## [Aim of the task]
Using the data beneath, show every line that includes the word "below".
Given data Start Marker
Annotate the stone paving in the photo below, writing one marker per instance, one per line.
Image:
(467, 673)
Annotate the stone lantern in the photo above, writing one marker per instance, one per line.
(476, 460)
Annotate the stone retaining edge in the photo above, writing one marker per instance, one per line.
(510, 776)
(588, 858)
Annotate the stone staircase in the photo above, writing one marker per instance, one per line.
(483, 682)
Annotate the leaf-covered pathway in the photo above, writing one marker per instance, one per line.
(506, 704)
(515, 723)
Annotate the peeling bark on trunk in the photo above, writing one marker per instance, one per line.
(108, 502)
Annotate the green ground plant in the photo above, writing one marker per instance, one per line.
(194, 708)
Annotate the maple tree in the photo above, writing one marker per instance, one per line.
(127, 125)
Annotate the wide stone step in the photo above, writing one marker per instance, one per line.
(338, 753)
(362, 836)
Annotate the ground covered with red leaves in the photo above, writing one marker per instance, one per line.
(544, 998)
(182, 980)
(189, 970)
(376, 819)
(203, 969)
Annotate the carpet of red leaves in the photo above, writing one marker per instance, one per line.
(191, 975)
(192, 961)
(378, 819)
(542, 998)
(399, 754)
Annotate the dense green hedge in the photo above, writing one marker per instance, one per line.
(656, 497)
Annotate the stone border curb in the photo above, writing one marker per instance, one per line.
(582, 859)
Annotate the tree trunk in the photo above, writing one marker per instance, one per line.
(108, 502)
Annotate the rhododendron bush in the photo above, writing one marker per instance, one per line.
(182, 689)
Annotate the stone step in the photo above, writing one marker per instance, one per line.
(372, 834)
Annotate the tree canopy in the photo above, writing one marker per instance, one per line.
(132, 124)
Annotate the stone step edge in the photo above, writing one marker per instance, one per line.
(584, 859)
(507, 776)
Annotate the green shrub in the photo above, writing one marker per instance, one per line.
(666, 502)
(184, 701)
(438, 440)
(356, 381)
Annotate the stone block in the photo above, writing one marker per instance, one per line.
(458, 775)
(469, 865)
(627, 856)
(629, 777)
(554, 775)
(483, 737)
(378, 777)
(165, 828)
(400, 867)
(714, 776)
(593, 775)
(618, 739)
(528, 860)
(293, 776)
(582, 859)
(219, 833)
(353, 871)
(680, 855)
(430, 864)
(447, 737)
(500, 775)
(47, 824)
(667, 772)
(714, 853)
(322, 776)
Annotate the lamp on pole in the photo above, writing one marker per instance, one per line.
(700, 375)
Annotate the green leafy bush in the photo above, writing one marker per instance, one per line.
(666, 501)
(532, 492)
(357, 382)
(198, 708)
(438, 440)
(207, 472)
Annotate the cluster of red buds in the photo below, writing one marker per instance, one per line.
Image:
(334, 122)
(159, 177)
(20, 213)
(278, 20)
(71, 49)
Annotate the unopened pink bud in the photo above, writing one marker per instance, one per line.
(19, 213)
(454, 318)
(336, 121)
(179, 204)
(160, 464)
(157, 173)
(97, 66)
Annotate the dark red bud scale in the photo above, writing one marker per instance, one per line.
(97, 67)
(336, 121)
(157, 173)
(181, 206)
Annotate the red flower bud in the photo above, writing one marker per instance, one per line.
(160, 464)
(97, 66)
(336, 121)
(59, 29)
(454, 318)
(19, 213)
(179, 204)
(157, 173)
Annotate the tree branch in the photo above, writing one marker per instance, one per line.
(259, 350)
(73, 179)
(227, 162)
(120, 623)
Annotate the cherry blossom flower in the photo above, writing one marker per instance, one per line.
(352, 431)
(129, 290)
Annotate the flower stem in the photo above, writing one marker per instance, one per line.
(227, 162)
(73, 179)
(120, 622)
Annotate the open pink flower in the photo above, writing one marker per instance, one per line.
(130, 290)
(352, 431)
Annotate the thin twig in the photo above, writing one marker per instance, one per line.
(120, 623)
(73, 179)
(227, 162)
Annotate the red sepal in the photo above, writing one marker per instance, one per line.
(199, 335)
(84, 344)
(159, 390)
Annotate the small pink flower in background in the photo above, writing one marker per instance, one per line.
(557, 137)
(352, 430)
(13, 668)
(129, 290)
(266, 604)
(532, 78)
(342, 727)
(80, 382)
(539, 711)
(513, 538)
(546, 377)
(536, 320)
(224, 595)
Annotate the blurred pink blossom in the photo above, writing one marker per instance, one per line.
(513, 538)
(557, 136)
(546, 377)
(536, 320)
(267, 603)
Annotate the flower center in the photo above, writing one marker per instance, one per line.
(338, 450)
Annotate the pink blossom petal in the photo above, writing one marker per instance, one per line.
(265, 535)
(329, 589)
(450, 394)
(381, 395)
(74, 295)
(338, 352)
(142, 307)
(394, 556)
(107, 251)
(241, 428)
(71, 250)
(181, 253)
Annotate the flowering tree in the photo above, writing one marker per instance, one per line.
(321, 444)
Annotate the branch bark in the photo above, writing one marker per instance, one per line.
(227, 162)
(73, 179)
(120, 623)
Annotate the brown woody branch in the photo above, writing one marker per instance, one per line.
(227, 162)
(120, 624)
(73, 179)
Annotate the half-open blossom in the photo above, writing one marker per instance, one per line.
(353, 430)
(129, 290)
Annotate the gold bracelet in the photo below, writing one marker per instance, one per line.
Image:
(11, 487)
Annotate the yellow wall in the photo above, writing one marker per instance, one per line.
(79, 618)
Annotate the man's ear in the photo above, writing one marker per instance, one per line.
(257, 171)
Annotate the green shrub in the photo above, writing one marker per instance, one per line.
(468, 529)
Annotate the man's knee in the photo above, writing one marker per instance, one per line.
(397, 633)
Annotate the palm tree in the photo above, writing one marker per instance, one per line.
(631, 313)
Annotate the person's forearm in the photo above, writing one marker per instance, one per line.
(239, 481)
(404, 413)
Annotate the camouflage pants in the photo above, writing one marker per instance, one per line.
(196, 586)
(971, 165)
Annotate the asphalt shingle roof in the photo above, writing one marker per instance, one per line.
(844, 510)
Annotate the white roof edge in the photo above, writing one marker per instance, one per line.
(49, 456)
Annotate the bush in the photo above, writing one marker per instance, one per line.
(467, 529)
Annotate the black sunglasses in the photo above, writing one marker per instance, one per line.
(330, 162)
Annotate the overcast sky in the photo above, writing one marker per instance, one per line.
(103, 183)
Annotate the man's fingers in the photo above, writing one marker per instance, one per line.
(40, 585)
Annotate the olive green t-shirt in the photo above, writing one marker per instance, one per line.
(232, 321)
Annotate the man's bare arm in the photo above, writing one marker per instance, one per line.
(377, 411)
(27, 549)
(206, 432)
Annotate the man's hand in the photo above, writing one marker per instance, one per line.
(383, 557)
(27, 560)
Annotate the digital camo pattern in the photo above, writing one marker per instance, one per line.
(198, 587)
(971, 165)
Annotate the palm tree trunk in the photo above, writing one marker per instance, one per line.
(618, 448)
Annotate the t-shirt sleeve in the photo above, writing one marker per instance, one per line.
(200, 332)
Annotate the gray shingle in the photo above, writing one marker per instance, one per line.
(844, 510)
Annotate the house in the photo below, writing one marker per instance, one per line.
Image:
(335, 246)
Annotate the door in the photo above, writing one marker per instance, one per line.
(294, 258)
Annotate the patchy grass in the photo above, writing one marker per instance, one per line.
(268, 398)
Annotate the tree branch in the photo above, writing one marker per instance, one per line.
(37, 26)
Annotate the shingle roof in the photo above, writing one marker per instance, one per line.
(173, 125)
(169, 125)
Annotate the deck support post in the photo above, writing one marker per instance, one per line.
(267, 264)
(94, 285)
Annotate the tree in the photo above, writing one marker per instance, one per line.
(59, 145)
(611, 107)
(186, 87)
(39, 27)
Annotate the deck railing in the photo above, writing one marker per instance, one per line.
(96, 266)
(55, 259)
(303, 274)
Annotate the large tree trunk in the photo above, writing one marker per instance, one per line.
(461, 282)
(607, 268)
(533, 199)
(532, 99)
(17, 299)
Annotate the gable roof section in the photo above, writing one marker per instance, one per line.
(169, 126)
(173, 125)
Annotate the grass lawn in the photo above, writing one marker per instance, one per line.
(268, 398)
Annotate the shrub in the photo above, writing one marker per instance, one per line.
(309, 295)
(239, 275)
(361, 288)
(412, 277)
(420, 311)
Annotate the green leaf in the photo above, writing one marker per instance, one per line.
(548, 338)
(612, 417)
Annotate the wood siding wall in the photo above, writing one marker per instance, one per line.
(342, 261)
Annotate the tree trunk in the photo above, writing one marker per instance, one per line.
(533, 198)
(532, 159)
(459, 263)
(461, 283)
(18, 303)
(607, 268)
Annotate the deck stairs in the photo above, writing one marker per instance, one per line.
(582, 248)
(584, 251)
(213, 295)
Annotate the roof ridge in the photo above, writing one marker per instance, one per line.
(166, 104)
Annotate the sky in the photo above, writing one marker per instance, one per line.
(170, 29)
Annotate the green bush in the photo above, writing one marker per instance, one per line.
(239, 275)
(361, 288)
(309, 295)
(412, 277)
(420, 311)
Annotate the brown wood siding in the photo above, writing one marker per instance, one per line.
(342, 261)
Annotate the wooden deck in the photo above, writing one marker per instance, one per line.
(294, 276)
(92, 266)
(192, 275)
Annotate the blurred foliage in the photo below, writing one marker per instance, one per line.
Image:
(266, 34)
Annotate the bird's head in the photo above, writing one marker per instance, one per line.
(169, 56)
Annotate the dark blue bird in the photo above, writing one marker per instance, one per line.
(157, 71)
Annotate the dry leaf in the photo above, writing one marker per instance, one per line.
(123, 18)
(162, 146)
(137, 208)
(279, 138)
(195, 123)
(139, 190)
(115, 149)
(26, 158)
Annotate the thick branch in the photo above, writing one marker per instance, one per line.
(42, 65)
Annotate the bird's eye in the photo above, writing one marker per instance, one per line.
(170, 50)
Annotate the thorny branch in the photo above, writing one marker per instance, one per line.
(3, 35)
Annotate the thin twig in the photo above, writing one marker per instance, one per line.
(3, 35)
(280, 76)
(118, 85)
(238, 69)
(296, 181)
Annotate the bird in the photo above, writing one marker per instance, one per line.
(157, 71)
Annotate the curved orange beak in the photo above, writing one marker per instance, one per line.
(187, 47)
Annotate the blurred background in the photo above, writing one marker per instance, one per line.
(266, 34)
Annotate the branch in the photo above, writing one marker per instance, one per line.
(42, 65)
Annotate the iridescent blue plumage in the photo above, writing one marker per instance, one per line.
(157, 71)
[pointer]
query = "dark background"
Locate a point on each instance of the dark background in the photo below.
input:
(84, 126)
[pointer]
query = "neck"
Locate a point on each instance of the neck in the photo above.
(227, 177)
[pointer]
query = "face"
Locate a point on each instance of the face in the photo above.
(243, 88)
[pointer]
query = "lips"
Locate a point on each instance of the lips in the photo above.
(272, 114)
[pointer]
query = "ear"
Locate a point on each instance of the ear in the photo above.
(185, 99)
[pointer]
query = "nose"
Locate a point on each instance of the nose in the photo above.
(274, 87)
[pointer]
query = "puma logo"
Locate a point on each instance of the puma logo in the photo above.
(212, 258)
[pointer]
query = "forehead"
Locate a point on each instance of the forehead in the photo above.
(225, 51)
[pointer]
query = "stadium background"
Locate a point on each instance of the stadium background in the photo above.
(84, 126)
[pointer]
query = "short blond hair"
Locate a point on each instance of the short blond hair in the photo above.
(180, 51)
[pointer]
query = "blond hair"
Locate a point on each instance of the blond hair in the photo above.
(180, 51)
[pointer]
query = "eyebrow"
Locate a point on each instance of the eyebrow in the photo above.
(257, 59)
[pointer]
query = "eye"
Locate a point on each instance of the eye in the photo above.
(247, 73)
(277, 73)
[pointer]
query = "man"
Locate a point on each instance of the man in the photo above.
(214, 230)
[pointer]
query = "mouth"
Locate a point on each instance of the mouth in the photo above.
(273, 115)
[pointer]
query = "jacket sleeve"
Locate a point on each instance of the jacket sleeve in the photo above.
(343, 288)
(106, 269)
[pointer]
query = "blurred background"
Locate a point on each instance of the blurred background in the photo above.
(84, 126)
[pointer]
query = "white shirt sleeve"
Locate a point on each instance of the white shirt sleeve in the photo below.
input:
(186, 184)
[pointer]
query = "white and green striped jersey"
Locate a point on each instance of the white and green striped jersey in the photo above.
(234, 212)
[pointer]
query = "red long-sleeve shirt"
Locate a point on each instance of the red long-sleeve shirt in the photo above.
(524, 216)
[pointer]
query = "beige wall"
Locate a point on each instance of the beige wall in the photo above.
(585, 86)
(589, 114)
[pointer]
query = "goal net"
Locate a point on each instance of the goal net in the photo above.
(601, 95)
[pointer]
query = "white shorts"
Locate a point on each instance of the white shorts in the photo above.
Given data End Marker
## [Response area]
Annotate the stone paving in the photo below, writing one marker per instance, one per line.
Annotate the cluster of red buds in the photo below, writing one marker per instance, one per line.
Annotate the gold bracelet in the photo below, writing one marker per instance, one per line.
Annotate the house in the photo below, writing one marker per instance, one per line.
Annotate the blurred foliage in the photo below, writing one marker per instance, one per line.
Locate a point on each instance of the dark background in the photo below.
Locate a point on each instance of the white shirt sleeve in the photo below.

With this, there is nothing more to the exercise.